Data to use below:
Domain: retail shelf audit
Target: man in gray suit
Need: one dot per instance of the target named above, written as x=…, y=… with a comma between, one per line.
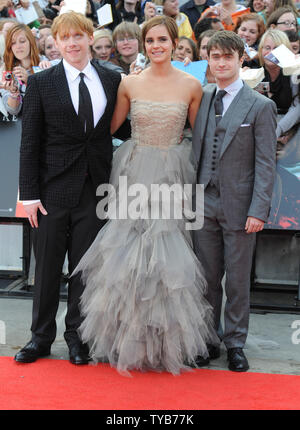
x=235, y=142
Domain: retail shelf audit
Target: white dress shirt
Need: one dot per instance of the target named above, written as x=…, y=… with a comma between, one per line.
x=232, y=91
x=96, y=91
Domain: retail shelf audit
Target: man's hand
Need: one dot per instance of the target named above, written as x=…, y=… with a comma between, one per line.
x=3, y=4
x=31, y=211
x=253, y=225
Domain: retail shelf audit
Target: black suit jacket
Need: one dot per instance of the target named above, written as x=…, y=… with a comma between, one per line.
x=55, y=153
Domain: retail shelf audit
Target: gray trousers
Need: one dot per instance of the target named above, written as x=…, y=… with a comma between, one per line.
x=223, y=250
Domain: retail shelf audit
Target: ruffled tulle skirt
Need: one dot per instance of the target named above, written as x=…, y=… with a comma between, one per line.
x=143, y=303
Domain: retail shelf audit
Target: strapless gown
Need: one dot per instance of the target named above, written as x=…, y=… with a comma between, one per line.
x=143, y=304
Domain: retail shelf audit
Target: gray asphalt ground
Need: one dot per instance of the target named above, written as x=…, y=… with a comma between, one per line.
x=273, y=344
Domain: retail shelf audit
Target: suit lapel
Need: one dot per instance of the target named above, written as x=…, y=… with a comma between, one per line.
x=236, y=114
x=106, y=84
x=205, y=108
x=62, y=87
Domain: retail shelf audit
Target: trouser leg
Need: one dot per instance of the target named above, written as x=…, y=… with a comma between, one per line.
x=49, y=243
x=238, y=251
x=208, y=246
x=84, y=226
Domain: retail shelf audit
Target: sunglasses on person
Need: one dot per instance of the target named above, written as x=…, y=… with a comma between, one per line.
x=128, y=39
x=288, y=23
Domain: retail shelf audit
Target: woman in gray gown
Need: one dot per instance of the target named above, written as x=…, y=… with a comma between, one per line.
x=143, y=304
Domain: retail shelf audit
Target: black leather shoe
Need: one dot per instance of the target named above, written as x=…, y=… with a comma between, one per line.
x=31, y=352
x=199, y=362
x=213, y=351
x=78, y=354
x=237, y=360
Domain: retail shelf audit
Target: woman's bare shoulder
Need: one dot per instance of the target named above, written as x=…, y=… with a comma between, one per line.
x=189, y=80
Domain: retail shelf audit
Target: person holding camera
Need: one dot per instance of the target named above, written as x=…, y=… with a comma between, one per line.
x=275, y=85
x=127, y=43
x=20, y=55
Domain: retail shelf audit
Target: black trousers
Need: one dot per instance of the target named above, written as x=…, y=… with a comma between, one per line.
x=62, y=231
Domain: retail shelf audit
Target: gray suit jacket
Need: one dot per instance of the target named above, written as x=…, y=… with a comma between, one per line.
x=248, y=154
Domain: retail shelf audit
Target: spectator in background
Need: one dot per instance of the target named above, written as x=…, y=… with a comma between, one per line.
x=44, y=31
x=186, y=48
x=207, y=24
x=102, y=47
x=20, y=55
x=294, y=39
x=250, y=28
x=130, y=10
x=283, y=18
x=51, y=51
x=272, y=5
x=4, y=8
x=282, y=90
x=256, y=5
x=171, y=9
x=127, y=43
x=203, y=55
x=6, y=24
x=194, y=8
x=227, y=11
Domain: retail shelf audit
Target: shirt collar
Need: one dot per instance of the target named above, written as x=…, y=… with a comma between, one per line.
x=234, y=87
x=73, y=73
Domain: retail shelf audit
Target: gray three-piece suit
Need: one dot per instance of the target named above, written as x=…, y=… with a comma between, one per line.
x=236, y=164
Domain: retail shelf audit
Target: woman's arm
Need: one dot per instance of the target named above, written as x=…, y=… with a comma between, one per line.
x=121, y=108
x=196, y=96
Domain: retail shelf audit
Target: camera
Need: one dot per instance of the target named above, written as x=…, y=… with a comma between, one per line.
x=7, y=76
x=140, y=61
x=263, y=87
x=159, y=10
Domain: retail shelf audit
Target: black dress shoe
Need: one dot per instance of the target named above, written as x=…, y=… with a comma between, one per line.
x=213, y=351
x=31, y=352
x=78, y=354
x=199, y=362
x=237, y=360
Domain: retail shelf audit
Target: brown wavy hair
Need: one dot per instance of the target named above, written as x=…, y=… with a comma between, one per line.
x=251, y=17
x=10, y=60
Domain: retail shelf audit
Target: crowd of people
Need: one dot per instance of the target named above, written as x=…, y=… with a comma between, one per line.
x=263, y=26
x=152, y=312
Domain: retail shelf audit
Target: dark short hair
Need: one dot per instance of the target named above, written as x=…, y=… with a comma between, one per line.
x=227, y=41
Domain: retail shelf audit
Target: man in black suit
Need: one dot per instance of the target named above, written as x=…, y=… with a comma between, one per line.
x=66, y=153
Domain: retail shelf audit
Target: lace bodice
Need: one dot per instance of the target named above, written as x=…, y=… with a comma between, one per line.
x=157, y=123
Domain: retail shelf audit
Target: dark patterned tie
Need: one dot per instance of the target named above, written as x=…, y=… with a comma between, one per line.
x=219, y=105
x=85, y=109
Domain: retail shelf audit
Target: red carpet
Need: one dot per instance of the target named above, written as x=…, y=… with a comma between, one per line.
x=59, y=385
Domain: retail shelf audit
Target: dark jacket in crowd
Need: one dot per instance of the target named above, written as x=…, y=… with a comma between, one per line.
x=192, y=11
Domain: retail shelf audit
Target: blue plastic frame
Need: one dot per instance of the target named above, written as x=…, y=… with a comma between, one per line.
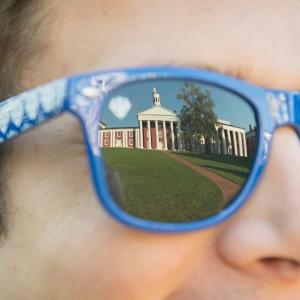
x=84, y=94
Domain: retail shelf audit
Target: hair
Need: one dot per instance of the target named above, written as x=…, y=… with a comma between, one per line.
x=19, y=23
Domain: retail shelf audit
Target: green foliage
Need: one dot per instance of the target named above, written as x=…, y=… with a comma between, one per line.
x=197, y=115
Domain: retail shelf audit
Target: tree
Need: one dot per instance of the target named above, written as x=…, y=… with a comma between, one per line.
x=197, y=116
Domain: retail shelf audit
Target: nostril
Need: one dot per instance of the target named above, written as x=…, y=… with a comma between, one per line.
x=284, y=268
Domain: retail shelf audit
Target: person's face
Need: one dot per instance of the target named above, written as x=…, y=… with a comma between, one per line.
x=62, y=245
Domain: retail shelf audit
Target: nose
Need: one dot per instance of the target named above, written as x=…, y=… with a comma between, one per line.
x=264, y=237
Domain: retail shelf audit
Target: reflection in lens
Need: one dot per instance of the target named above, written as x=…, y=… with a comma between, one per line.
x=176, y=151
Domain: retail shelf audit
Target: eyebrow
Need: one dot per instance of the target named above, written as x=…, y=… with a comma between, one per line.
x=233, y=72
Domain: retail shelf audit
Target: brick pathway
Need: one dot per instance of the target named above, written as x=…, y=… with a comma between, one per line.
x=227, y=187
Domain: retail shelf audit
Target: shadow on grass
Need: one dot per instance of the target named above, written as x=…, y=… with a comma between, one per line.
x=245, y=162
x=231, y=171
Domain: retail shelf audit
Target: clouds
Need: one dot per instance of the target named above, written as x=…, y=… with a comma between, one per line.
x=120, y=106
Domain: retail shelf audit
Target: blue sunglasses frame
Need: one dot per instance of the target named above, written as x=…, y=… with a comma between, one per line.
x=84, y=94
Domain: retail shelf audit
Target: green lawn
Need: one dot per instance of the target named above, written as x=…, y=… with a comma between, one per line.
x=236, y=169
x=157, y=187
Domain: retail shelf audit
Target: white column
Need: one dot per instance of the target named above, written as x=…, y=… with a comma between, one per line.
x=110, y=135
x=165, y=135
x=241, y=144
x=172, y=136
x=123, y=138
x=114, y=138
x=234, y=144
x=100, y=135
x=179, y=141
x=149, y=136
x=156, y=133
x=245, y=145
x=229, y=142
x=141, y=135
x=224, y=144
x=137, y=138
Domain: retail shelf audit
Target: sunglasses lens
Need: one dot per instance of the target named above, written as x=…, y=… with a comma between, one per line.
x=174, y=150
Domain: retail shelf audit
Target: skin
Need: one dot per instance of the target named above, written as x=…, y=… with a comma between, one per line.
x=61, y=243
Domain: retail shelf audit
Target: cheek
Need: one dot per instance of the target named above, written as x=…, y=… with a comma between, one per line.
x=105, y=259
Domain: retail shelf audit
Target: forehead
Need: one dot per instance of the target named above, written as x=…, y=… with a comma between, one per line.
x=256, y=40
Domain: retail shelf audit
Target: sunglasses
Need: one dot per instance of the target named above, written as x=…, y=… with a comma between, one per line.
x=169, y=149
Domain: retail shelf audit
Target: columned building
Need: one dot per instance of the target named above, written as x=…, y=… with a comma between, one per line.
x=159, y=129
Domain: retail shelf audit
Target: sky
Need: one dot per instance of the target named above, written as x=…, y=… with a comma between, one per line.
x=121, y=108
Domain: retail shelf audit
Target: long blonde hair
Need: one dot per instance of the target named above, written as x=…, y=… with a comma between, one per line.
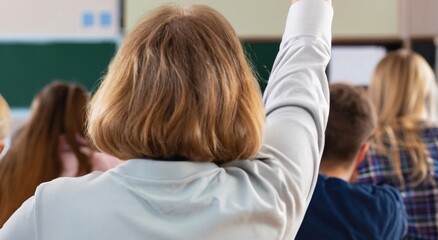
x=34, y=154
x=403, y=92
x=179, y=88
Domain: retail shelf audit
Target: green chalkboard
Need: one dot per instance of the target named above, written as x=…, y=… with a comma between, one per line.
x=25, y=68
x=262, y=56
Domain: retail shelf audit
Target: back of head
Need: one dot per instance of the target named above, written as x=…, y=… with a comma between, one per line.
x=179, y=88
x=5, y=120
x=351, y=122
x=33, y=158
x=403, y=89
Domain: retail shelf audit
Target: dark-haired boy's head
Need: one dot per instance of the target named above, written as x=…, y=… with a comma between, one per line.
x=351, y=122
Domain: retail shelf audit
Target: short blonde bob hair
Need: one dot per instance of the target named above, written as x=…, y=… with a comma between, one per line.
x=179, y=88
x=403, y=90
End of Data to use.
Assignment: Only the lines above from the line with "Target: suit lapel" to the line with "Target: black trousers", those two lines included, should be reproduced exactly.

Completed exercise:
Target: suit lapel
Need: one dot per instance of the target named above, written as x=…, y=… with a comma between, one per line.
x=236, y=114
x=106, y=84
x=205, y=108
x=62, y=87
Domain: retail shelf audit
Target: trouser leg
Need: one dot per instance of the target named above, written as x=…, y=… with a comma between, one per line.
x=49, y=243
x=238, y=251
x=208, y=246
x=84, y=226
Domain: retail shelf audit
Target: sunglasses on person
Need: one dot per instance of the target named above, written as x=…, y=… with a comma between, one per line.
x=128, y=39
x=288, y=23
Domain: retail shelf audit
Target: woman in gray gown
Need: one dot per instance of the target named above, written as x=…, y=… with a comma between, one per line.
x=143, y=304
Domain: retail shelf audit
Target: black leather shoe
Need: one dot per instance of the target named above, written as x=…, y=… with a comma between, one per line.
x=31, y=352
x=199, y=362
x=213, y=351
x=78, y=354
x=237, y=360
Domain: retail shelf audit
Target: woman's bare shoulder
Need: one dot per instance of the target named above, written as x=…, y=… with a comma between, one per line.
x=189, y=80
Domain: retail shelf audit
Target: person holding camera
Need: one dot per instance of the target named above, written as x=…, y=… with a comma between, one per line.
x=275, y=85
x=127, y=43
x=20, y=55
Domain: retail shelf audit
Target: black trousers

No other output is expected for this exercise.